**Problem to solve:**
Repeat exactly the lines from the line containing "Greenhouse-scouting request: tag the chandelier candle" to the last line of the listing, including both.

**Records provided:**

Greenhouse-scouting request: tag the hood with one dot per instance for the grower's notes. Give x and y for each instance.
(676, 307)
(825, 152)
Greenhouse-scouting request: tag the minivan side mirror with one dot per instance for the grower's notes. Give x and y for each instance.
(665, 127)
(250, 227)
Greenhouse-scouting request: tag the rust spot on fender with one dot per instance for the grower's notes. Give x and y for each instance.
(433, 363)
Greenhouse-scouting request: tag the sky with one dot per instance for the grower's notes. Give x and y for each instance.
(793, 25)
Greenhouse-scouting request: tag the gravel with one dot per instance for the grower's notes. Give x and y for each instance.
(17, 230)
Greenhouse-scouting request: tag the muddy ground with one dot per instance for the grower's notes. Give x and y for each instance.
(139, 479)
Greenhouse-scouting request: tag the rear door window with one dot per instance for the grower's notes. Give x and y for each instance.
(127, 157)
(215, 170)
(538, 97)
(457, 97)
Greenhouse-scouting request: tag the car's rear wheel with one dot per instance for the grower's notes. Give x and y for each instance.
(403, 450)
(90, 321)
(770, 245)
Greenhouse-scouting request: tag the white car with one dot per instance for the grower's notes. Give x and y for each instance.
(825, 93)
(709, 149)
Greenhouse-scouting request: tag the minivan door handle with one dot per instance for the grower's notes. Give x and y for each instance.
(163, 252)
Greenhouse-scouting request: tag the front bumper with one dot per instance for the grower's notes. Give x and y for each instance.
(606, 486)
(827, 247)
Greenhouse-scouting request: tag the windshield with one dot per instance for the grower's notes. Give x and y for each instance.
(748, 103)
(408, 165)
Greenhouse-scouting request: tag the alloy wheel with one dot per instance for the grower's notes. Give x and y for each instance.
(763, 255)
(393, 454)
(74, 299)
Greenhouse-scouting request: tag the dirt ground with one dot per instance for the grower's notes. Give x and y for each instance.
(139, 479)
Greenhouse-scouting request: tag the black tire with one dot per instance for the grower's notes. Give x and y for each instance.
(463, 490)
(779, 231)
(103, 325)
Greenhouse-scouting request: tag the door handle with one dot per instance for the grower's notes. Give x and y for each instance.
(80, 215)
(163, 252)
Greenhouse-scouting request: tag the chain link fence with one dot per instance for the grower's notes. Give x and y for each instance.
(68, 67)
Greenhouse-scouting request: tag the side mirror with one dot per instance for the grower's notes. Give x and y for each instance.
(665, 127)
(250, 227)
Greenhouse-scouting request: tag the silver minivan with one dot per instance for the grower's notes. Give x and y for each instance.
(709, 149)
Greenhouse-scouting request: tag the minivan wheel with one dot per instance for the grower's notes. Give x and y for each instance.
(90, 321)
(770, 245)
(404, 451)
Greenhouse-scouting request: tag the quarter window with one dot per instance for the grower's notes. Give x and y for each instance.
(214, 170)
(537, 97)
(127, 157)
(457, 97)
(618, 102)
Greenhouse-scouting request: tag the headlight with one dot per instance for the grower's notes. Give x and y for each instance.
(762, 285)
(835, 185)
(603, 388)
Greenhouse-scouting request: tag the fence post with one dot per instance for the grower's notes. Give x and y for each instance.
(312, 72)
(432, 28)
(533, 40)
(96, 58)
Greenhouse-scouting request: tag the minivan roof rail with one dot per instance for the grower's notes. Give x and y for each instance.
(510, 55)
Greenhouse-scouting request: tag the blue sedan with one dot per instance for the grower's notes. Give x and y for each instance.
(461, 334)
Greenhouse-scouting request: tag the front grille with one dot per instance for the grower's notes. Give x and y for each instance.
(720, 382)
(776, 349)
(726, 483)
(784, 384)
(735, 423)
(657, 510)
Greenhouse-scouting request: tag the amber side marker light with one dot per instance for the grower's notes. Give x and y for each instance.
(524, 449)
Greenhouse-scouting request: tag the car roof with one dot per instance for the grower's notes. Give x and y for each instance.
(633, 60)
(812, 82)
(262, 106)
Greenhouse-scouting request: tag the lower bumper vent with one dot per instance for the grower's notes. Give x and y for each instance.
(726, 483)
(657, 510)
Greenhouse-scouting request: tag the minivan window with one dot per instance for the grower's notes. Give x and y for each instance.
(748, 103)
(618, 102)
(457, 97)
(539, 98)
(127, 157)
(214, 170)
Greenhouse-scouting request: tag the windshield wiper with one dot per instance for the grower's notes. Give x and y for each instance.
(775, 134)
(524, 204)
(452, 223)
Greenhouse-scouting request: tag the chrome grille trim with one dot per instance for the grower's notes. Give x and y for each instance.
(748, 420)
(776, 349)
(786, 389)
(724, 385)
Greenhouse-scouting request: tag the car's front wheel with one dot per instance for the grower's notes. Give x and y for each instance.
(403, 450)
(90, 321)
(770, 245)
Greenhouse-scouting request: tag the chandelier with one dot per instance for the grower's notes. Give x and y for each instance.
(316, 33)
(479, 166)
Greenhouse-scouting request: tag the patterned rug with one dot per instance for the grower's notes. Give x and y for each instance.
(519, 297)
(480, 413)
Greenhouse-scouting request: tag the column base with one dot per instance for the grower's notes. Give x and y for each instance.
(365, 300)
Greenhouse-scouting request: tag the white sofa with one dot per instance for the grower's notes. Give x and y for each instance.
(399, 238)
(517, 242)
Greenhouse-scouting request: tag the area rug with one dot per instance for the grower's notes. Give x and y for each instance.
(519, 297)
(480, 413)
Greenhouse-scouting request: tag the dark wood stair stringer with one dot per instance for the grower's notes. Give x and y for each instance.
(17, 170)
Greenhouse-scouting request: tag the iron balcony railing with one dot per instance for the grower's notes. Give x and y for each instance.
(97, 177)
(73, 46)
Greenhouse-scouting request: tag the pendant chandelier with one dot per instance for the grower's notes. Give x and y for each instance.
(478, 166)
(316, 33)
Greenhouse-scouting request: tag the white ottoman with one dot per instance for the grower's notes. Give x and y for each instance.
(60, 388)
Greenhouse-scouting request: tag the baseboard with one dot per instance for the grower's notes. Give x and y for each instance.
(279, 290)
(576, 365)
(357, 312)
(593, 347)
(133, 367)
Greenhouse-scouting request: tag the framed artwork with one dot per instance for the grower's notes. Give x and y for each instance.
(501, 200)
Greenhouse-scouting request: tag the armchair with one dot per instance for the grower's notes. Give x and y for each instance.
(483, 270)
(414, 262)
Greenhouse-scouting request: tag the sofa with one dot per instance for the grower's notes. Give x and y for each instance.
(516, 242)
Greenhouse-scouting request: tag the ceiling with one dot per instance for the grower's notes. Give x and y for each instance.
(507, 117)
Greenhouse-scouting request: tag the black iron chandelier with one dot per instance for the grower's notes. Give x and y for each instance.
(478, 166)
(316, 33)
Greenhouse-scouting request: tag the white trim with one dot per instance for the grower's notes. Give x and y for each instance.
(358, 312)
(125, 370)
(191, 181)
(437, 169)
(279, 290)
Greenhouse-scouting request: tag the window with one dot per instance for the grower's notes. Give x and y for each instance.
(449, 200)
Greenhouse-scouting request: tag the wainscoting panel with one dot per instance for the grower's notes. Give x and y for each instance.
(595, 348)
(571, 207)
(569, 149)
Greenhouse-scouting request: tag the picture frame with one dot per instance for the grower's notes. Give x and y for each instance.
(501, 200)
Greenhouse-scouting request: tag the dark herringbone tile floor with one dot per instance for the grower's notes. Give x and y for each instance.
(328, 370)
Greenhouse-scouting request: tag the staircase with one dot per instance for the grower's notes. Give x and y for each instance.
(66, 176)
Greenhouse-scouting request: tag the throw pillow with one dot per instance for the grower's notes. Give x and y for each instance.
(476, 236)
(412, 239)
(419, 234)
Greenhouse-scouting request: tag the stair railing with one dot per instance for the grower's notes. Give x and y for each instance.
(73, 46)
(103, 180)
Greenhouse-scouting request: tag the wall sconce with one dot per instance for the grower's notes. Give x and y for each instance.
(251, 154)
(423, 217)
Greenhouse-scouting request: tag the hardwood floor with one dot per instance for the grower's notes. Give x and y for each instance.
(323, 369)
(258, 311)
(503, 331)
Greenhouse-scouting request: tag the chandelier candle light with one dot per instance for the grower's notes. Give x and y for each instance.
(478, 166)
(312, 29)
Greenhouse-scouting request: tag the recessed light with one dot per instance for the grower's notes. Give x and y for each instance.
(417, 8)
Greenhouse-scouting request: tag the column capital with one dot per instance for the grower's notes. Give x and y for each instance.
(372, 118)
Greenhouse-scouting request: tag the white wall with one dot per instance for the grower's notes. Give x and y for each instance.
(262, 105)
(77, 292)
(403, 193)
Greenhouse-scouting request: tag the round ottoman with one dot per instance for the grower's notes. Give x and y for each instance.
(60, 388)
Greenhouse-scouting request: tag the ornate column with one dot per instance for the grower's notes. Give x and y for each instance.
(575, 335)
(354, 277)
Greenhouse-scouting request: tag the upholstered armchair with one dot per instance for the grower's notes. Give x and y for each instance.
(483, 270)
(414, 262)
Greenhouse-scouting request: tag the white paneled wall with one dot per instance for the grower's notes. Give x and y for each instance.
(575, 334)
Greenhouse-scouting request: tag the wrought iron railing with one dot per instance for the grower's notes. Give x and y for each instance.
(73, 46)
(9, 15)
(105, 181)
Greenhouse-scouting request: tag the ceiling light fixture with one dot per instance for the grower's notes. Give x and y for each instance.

**Answer for the task:**
Greenhouse-scouting request: tag the chandelier candle light with one dot per instance for the grower's notes. Give x and y for each instance.
(478, 166)
(312, 29)
Greenhouse-scouting request: tag the recessed light with one dot per instance for the grower's notes. Give x and y for each instance.
(417, 8)
Greenhouse-scouting request: tag the column capital with one dot per instance for the grower's notes. Give x and y for each instance.
(372, 118)
Greenhouse-scouting request: tag the white wall with one dot per instance for the grower's notes. Give x and y for each instance.
(262, 105)
(77, 292)
(403, 193)
Greenhouse-scouting request: tag the round ottoman with one dot per instance for the grower's notes. Give x and y for each instance.
(60, 388)
Greenhouse-scouting request: tag the ornate column with one dot per instance for the grower's notes. Give x and y for each instance.
(575, 335)
(354, 277)
Greenhouse-scouting request: tag the upholstered armchair with one dot per instance for the grower's notes. Give x and y for each instance.
(483, 270)
(414, 262)
Greenhouse-scouting request: tag the white paneled wall with one dot per instance for the grower's notes. Give x and y for each instance.
(575, 334)
Greenhouse-scouting request: tag the wrought iron railing with one dot per instance for the grower's notes. Give x and y for each instance.
(73, 46)
(9, 15)
(105, 181)
Greenhouse-scouting request: tag the ceiling light fixture with one dot per instance for the grower's notes. Give x and y for each instance.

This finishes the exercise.